_Problem statement_.
Copy the data without changes, starting at the line that contains "target | man's beard" and ending with the final line of the data, both included.

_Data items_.
☆ ☆ ☆ ☆
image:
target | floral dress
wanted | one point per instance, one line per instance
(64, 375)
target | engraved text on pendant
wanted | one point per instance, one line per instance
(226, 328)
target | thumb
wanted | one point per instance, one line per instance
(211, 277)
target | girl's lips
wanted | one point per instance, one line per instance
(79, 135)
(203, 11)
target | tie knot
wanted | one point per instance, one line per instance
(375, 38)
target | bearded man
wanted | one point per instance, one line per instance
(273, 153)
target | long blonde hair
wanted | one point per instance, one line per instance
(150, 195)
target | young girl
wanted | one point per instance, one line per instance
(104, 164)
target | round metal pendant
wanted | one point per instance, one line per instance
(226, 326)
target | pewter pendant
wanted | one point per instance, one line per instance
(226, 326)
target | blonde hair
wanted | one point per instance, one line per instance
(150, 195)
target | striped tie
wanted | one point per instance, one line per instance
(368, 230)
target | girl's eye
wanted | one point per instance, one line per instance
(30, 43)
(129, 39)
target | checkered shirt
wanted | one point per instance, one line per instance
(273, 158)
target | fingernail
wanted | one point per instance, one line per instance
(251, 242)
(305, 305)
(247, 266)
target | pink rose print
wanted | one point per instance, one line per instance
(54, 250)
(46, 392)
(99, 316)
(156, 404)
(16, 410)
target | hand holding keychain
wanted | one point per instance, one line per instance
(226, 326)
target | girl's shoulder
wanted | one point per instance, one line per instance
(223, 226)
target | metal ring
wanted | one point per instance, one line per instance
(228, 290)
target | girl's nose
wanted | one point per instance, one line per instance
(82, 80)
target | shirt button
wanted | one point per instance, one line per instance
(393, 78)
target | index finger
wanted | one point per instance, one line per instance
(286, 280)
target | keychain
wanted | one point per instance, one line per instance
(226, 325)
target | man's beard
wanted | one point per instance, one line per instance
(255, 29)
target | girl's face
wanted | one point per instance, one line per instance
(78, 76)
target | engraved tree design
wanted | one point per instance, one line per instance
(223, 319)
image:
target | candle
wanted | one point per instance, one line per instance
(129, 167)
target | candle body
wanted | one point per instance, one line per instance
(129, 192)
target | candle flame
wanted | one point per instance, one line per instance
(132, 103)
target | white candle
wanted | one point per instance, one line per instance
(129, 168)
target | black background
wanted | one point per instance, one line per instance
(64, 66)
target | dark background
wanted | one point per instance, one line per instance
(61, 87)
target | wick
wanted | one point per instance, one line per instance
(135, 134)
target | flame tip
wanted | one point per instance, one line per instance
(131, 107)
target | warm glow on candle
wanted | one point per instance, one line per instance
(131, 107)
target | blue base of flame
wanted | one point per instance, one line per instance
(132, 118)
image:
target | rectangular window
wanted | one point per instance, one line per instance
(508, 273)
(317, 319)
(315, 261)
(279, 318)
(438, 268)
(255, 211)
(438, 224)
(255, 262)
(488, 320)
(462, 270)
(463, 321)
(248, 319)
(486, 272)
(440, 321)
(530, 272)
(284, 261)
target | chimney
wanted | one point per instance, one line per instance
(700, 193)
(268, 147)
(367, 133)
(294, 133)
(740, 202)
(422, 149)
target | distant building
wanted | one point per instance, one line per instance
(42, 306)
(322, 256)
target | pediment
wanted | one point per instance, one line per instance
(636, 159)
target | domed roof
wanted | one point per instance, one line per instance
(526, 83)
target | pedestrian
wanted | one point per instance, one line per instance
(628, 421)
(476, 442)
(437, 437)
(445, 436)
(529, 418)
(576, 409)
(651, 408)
☆ ☆ ☆ ☆
_Answer in full_.
target | man's beard
wanted | one point per instance, one line per instance
(255, 29)
target | girl's face
wanted | one point per instance, one line per instance
(78, 76)
target | engraved tree design
wanted | one point per instance, one line per instance
(223, 319)
image:
target | candle
wanted | one point per instance, one line per instance
(129, 167)
target | candle body
wanted | one point per instance, one line per instance
(129, 192)
target | candle flame
wanted | one point per instance, one line per instance
(132, 103)
target | white candle
wanted | one point per instance, one line per instance
(129, 168)
target | black background
wanted | one point per instance, one line per instance
(64, 66)
target | dark background
wanted | one point per instance, one line per instance
(61, 87)
target | wick
wanted | one point per instance, one line per instance
(135, 134)
target | flame tip
wanted | one point per instance, one line per instance
(131, 107)
target | warm glow on candle
wanted | one point per instance, one line per instance
(131, 107)
target | blue base of flame
wanted | one point per instance, one line per instance
(132, 118)
image:
target | rectangular window
wanted | one point per instance, one line per instance
(508, 273)
(317, 319)
(315, 261)
(279, 318)
(438, 268)
(255, 211)
(438, 224)
(255, 262)
(488, 320)
(462, 270)
(463, 321)
(248, 319)
(486, 272)
(440, 321)
(530, 272)
(284, 261)
target | chimney
wanted | one point per instance, one line per instance
(700, 193)
(268, 147)
(367, 133)
(294, 133)
(740, 202)
(422, 149)
target | distant building
wanted | one point per instance, one line per instance
(42, 306)
(322, 256)
target | pediment
wanted | one point per instance, one line per instance
(636, 159)
target | domed roof
wanted | one point per instance, one line per instance
(526, 83)
target | pedestrian
wanted | one point per instance, one line per instance
(628, 421)
(476, 442)
(437, 437)
(445, 436)
(529, 418)
(576, 409)
(651, 408)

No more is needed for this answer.